SELECTED TEXT:
Thursday, July 06, 2006

Final Brooklynite Online Now; NY Sun Gloats About Brooklyn Magazine Failures

The third and final issue of the Brooklynite, which has folded, is currently online and has some interesting Brooklyn stories worth a look, as did its first two print issues. It saddens us that Brooklynite couldn't make a go of it, but reminds us that publishing real, paper magazines is a tough business.

The NY Sun, meanwhile, uses news of this wonderful magazine's demise to draw a basic conclusion that it's impossible to successfully publish a magazine in Brooklyn and to take some digs at the borough in general. In fact, the paper gloats in a very aggravating way. Here's a taste:
Just last summer, Brooklyn had a whole stack of glossy magazines devoted to chronicling the borough's supposed renaissance. Since then, all of those magazines have run out of money, and today, the only one still standing is the Brooklyn Rail, a nonprofit that gets most of its operational budget through arts grants.

DATASET ENTRIES:
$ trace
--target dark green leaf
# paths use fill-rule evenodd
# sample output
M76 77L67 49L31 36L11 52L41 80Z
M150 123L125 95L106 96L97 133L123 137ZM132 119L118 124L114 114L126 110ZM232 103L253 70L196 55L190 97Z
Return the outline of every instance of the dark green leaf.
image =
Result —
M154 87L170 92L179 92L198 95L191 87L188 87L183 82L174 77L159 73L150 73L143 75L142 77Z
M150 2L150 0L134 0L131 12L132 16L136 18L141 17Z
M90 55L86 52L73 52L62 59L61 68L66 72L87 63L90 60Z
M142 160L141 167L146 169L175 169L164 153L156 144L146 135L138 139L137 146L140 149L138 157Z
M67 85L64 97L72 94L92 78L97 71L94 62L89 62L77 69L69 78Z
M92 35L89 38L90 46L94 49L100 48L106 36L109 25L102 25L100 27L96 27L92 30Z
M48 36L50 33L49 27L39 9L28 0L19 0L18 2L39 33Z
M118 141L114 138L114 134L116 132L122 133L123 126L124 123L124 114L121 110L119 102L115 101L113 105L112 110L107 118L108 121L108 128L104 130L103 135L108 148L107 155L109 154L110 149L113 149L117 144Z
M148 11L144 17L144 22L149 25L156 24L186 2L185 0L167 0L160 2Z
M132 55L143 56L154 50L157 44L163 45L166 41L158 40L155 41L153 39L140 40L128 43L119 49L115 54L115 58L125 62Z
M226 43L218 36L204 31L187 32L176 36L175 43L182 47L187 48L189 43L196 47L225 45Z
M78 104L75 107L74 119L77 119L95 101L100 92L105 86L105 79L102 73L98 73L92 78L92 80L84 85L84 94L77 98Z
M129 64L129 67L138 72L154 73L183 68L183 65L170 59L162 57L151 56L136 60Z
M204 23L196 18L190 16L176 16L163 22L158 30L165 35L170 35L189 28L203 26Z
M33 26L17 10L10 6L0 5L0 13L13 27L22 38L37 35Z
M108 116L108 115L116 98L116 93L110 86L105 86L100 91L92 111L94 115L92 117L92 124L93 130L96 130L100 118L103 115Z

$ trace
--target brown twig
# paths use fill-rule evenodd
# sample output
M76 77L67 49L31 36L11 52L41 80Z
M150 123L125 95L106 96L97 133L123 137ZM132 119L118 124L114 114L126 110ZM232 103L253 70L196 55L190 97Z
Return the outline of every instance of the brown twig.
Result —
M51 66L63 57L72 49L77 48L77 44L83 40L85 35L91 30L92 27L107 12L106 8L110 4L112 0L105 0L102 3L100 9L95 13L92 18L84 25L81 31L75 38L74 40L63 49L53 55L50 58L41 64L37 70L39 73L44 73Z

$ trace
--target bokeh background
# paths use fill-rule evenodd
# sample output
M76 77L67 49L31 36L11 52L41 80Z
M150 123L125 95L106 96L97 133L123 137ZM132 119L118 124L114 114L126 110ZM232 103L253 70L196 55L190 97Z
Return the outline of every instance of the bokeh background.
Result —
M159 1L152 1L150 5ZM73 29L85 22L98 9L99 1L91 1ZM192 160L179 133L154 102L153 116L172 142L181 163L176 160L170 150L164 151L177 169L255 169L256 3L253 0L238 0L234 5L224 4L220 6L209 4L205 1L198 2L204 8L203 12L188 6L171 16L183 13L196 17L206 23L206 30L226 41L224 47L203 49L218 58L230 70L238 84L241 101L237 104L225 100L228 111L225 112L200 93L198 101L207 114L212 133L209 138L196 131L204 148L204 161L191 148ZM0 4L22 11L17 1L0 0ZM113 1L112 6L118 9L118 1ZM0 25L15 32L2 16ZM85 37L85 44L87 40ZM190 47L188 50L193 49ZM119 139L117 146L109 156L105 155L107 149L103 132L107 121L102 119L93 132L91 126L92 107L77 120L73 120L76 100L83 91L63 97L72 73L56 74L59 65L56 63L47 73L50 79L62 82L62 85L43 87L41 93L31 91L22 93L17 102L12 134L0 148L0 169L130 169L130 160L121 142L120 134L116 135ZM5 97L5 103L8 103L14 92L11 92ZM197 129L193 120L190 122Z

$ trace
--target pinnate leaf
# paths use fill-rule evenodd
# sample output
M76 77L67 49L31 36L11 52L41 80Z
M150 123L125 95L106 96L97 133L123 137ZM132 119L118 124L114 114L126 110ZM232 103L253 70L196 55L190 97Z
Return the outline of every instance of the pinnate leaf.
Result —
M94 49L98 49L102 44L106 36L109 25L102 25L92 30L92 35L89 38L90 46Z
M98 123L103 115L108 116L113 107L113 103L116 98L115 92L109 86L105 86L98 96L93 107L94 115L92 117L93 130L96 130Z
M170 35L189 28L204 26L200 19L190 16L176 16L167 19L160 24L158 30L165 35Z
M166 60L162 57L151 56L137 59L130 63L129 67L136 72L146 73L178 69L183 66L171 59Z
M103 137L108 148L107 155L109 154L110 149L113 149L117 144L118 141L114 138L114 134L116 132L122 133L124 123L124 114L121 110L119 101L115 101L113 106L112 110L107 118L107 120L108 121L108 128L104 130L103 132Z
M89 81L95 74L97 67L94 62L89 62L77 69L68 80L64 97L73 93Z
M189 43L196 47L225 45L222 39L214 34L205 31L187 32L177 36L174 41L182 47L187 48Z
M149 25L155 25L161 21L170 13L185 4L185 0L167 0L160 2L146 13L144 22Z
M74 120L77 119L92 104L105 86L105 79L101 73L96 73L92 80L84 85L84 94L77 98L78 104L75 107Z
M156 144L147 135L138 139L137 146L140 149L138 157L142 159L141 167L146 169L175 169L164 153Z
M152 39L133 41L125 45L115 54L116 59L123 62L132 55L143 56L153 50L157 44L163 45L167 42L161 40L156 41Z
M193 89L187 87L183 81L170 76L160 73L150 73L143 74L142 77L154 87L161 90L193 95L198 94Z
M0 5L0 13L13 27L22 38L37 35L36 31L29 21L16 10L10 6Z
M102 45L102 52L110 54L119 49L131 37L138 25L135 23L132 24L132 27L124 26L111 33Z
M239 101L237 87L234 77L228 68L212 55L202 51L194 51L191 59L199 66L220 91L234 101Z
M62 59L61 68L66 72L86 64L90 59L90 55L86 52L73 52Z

STATED TASK: Edit the post on Brooklyn magazines: reproduce it from "The NY Sun, meanwhile, uses" up to and including "through arts grants.", with "glossy" changed to "print".

WORKED SOLUTION:
The NY Sun, meanwhile, uses news of this wonderful magazine's demise to draw a basic conclusion that it's impossible to successfully publish a magazine in Brooklyn and to take some digs at the borough in general. In fact, the paper gloats in a very aggravating way. Here's a taste:
Just last summer, Brooklyn had a whole stack of print magazines devoted to chronicling the borough's supposed renaissance. Since then, all of those magazines have run out of money, and today, the only one still standing is the Brooklyn Rail, a nonprofit that gets most of its operational budget through arts grants.